CHALLENGE
Pull out each line of the data below that contains the string "Target", copying every such line in full.

INPUT FOR THIS TASK

+--

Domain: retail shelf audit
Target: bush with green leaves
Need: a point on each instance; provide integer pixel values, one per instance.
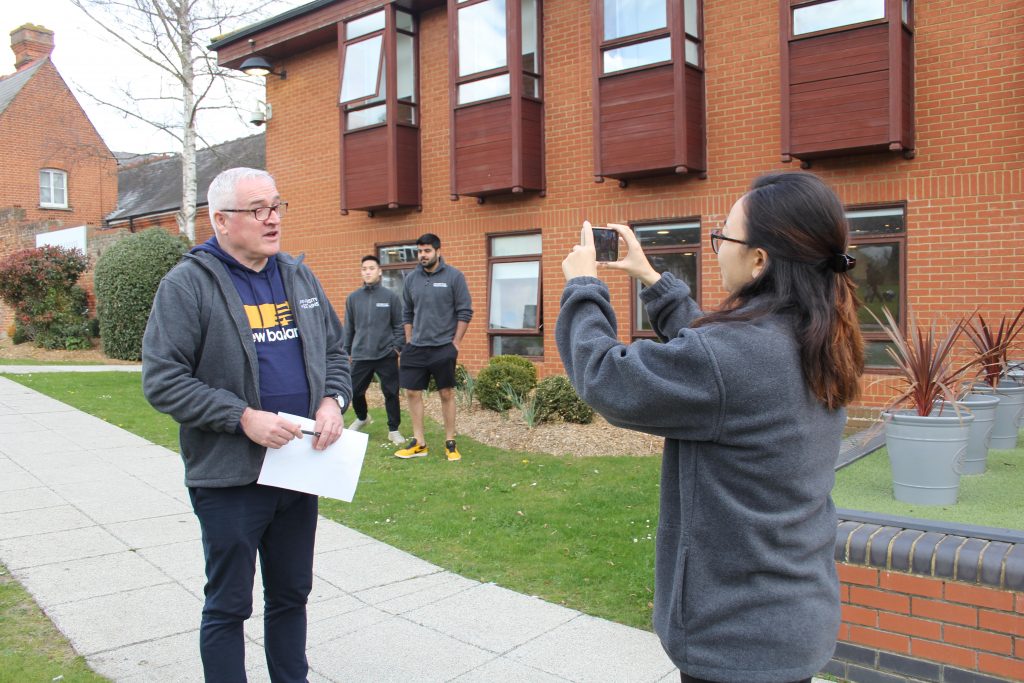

+--

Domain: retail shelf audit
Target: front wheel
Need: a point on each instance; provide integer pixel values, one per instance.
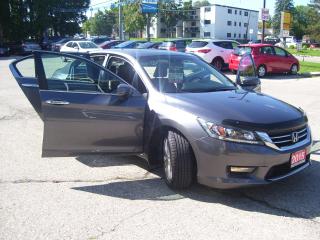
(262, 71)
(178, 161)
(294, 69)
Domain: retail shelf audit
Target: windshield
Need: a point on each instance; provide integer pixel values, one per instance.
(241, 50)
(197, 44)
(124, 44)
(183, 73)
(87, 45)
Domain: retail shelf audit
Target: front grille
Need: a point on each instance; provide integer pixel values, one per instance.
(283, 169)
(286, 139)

+--

REPLY TO THE EXERCISE
Target: bush with green leaves
Target: front wheel
Target: windshield
Target: front grille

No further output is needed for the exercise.